EXCERPT:
────────
Issue #119 – Machine Translationese: Effects of Algorithmic Bias on Linguistic Complexity in MT

NMT 119 Machine Translationese _ Effects of Algorithmic Bias on Linguistic Complexity in Machine Translation

Issue #119 – Machine Translationese: Effects of Algorithmic Bias on Linguistic Complexity in MT

This week we have a guest post from Eva Vanmassenhove, Assistant Professor at Tilburg University, Dimitar Shterionov, Assistant Professor at Tilburg University, and Matt Gwilliam, from the University of Maryland.

In Translation Studies, it is common to refer to a term called “translationese” that encapsulates a set of linguistic features commonly present in human translations as opposed to originally written texts. Researchers in the Machine Translation field have explored how this could be transposed to post-editing tasks and hence talk about “post-editese” (if you are curious, this paper by Joke Daems et al. may be a good starting point). Eva and her colleagues go one step further and investigate “Machine Translationese”. In the paper they summarize for the Iconic Neural MT weekly, Eva and her colleagues explore the difference between the richness of the data used to train Machine Translation (MT) systems and the output they produce. Could this be attributed to some sort of statistical/algorithmic bias? Read below to learn what they found out!  

Introduction

Recent studies in the field of Machine Translation (MT) and Natural Language Processing (NLP) have shown that existing models amplify biases observed in the training data. These biases have been primarily examined with respect to specific phenomena (e.g. gender bias (Vanmassenhove et al., 2018)). In the paper “Machine Translationese: Effects of Algorithmic Bias on Linguistic Complexity in Machine Translation” we examine the effects of statistical or algorithmic bias on language in a broader sense. We hypothesize that the exacerbation of frequent patterns observed during training in combination with a loss of the less frequent ones leads to an artificially impoverished language: ‘machine translationese’. In order to investigate this hypothesis, we assessed the linguistic richness of 12 different flavours of machine translationese on a lexical and morphological level: two language pairs, English (EN) <=> French (FR) and English (EN) <=> Spanish (ES), and three types of MT systems, PB-SMT, Transformer NMT and RNN NMT.
────────
PROVIDED DATA:

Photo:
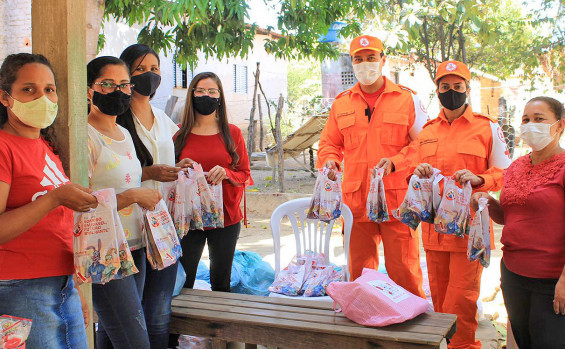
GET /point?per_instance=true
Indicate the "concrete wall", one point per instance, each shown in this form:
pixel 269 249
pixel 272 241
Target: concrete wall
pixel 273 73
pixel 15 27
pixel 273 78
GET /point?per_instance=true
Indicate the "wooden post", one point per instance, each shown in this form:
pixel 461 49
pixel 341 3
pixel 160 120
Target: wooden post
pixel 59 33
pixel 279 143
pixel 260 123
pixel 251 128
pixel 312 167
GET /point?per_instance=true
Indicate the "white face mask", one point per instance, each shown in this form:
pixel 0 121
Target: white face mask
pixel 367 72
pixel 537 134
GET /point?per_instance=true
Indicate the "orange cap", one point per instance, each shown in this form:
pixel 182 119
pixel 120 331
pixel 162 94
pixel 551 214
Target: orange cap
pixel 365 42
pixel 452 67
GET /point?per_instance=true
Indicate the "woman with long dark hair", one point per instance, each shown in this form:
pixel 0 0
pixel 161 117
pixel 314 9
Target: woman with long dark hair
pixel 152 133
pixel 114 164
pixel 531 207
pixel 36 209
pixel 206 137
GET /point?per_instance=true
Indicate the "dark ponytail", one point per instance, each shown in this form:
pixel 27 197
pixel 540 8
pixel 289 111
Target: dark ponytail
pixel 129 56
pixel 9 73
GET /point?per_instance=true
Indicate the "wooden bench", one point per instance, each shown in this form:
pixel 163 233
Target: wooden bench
────────
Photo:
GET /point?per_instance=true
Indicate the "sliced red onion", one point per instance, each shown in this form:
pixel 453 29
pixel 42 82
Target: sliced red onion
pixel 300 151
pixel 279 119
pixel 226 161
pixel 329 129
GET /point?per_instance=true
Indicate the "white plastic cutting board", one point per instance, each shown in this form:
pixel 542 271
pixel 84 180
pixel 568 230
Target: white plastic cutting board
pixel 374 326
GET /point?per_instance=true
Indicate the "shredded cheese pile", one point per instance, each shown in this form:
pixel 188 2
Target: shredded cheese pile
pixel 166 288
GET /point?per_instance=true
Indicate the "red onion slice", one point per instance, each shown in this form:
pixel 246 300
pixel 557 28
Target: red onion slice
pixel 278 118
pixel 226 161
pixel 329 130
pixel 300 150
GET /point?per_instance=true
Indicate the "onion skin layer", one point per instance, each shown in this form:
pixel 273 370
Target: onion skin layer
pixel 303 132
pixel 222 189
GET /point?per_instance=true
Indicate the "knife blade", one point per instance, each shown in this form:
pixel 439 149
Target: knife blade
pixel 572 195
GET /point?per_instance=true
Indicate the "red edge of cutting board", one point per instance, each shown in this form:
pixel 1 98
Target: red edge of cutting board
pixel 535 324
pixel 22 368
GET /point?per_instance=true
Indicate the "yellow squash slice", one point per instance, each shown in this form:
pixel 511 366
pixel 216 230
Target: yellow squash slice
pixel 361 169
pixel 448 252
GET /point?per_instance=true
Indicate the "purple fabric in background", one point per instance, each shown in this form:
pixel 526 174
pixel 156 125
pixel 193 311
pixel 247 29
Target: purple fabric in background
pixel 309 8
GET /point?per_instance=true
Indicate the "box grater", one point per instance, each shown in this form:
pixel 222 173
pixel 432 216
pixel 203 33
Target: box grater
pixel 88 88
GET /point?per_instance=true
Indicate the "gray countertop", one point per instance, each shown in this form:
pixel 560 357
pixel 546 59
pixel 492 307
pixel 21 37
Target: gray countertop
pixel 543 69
────────
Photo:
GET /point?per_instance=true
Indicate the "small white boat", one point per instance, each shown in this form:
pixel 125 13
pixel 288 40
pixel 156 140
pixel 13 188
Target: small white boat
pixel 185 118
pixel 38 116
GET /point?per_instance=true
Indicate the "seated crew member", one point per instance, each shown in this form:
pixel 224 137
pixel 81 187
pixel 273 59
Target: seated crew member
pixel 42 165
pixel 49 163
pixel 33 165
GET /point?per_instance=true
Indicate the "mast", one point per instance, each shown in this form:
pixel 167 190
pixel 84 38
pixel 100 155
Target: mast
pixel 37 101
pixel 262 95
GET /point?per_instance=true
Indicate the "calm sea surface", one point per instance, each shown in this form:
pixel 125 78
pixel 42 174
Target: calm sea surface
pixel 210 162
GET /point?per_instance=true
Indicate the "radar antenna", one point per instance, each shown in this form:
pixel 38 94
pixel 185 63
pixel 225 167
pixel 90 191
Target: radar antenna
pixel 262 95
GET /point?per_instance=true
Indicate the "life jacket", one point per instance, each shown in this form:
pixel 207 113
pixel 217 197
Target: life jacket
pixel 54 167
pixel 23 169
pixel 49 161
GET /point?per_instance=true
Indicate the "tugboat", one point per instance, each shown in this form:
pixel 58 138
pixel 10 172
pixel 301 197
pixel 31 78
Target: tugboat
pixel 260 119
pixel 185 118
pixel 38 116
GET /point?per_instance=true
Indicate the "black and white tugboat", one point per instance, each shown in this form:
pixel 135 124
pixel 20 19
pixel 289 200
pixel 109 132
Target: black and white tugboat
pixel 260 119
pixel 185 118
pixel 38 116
────────
EXERCISE INSTRUCTIONS:
- 1) Copy out everything in the machine translationese post from "This week we" down to "University of Maryland.".
- 2) According to the machine translationese post, which three types of MT systems were examined?
- 3) Do these statements agree with the machine translationese post? Answer yes or no for each, quoting the words that decide it.
(a) One of the guest authors is from the University of Maryland.
(b) One of the language pairs studied was English and German.
(c) Linguistic richness was assessed on a lexical and morphological level.
The material is separate from the machine translationese post.

SOLUTIONS PER TASK:
- 1)
This week we have a guest post from Eva Vanmassenhove, Assistant Professor at Tilburg University, Dimitar Shterionov, Assistant Professor at Tilburg University, and Matt Gwilliam, from the University of Maryland.

- 2) PB-SMT, Transformer NMT and RNN NMT.

- 3)
(a) Yes: "Matt Gwilliam, from the University of Maryland"
(b) No: "English (EN) <=> French (FR) and English (EN) <=> Spanish (ES)"
(c) Yes: "on a lexical and morphological level"